▶ WORK INSTRUCTIONS:
Below are entries. Pull out all lines containing "gets".

[Records contained in a dataset]
++++++

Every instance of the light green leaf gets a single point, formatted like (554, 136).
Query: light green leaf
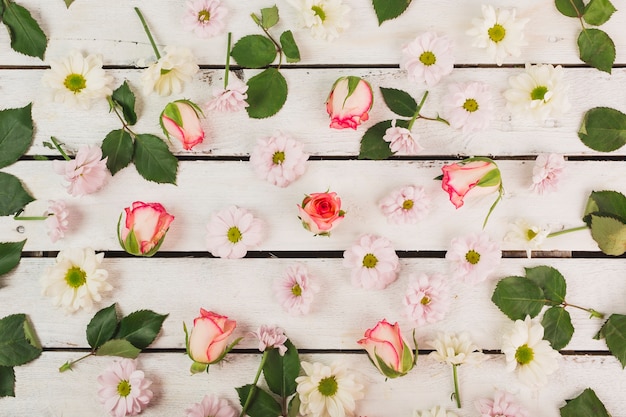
(596, 49)
(254, 51)
(603, 129)
(267, 93)
(16, 134)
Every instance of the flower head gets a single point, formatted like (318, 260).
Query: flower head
(373, 261)
(78, 80)
(279, 159)
(124, 390)
(428, 58)
(76, 280)
(232, 232)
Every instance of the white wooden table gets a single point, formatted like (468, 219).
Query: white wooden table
(183, 277)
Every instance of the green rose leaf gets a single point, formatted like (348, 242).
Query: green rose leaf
(117, 146)
(586, 404)
(254, 51)
(267, 93)
(153, 159)
(141, 327)
(13, 196)
(603, 129)
(26, 36)
(102, 326)
(389, 9)
(518, 297)
(16, 134)
(558, 328)
(596, 49)
(399, 102)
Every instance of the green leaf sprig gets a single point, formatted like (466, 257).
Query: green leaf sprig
(109, 336)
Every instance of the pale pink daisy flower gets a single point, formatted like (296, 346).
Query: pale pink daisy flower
(205, 17)
(468, 106)
(547, 172)
(374, 262)
(473, 257)
(232, 232)
(428, 58)
(296, 290)
(426, 299)
(406, 205)
(279, 159)
(124, 390)
(85, 173)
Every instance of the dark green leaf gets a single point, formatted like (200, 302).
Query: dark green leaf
(16, 134)
(399, 102)
(254, 51)
(26, 35)
(586, 404)
(518, 297)
(153, 159)
(13, 196)
(596, 49)
(267, 93)
(141, 327)
(603, 129)
(102, 326)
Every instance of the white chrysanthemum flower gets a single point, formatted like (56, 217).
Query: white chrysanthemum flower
(499, 32)
(540, 92)
(328, 391)
(76, 280)
(527, 352)
(78, 80)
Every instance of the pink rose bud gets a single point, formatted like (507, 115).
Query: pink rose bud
(388, 350)
(348, 102)
(181, 119)
(321, 212)
(144, 228)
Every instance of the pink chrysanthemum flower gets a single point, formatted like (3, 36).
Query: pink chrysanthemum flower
(85, 173)
(232, 232)
(406, 205)
(374, 262)
(205, 17)
(547, 172)
(473, 257)
(296, 290)
(426, 299)
(279, 159)
(124, 390)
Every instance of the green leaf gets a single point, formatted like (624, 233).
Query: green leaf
(13, 196)
(141, 327)
(558, 329)
(17, 346)
(596, 49)
(26, 35)
(598, 12)
(10, 255)
(399, 102)
(518, 297)
(586, 404)
(124, 96)
(603, 129)
(16, 134)
(290, 48)
(118, 347)
(118, 148)
(389, 9)
(102, 326)
(254, 51)
(267, 93)
(153, 159)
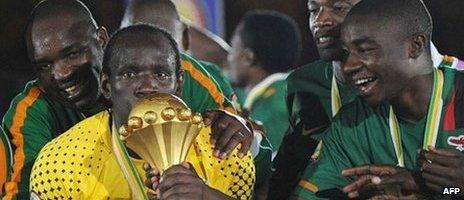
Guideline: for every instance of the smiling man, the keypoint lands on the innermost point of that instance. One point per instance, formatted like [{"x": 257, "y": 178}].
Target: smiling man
[
  {"x": 405, "y": 105},
  {"x": 139, "y": 60},
  {"x": 65, "y": 46}
]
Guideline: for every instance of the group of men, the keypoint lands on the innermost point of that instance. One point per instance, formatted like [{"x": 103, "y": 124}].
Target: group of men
[{"x": 379, "y": 116}]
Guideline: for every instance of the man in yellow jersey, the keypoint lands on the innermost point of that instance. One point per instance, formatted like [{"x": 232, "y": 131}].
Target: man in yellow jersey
[{"x": 81, "y": 163}]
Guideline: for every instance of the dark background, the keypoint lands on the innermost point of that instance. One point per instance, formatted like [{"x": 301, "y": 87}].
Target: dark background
[{"x": 15, "y": 69}]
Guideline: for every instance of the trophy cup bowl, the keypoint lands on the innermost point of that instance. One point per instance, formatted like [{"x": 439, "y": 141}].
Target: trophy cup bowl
[{"x": 160, "y": 129}]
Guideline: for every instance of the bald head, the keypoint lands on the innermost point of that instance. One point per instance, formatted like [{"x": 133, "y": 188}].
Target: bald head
[
  {"x": 161, "y": 13},
  {"x": 55, "y": 9}
]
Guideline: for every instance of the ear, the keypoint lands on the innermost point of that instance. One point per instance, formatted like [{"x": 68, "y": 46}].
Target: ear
[
  {"x": 103, "y": 37},
  {"x": 417, "y": 45},
  {"x": 249, "y": 57},
  {"x": 180, "y": 83},
  {"x": 185, "y": 37},
  {"x": 105, "y": 86}
]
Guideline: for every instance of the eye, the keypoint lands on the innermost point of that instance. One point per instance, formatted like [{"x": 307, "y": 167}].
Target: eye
[
  {"x": 341, "y": 7},
  {"x": 128, "y": 75},
  {"x": 73, "y": 54},
  {"x": 162, "y": 76},
  {"x": 313, "y": 10},
  {"x": 44, "y": 67}
]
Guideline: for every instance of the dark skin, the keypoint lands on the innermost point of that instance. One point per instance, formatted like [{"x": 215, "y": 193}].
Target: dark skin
[
  {"x": 145, "y": 67},
  {"x": 401, "y": 69},
  {"x": 325, "y": 18},
  {"x": 228, "y": 130},
  {"x": 68, "y": 59}
]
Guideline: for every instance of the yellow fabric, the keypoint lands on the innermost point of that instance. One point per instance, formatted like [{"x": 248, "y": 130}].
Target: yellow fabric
[{"x": 80, "y": 164}]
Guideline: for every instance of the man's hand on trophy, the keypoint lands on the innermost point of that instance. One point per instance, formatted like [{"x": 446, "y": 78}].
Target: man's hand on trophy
[
  {"x": 380, "y": 181},
  {"x": 182, "y": 182},
  {"x": 228, "y": 130}
]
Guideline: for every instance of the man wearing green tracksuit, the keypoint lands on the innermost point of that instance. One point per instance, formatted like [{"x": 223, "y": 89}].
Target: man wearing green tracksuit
[{"x": 405, "y": 106}]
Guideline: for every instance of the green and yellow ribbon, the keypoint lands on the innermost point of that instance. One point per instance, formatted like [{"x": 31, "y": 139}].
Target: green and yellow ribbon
[{"x": 432, "y": 123}]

++++++

▶ RESPONSE AREA:
Every instance of the light green leaf gets a single point, formatted like (554, 136).
Every instance of the flower head gets a single point, formatted like (318, 260).
Every instance of the white wooden table gets a single point, formatted like (468, 219).
Every instance of the green rose leaf gets a single point, formatted like (348, 242).
Every instance of the green leaf sprig gets a single point, formatted like (466, 257).
Every instance of the pale pink daisy flower gets a single point, formatted like (296, 346).
Every instance of the dark green leaf gets a single point, formatted like (200, 302).
Every instance of the white chrysanthemum flower gets a single point, formatted like (56, 217).
Every instance of the pink rose bud gets a single point, formatted like (507, 115).
Every instance of the pink chrysanthemum flower gets a single point, formatted like (3, 36).
Every instance of the green leaf gets a single point, formatted like (624, 233).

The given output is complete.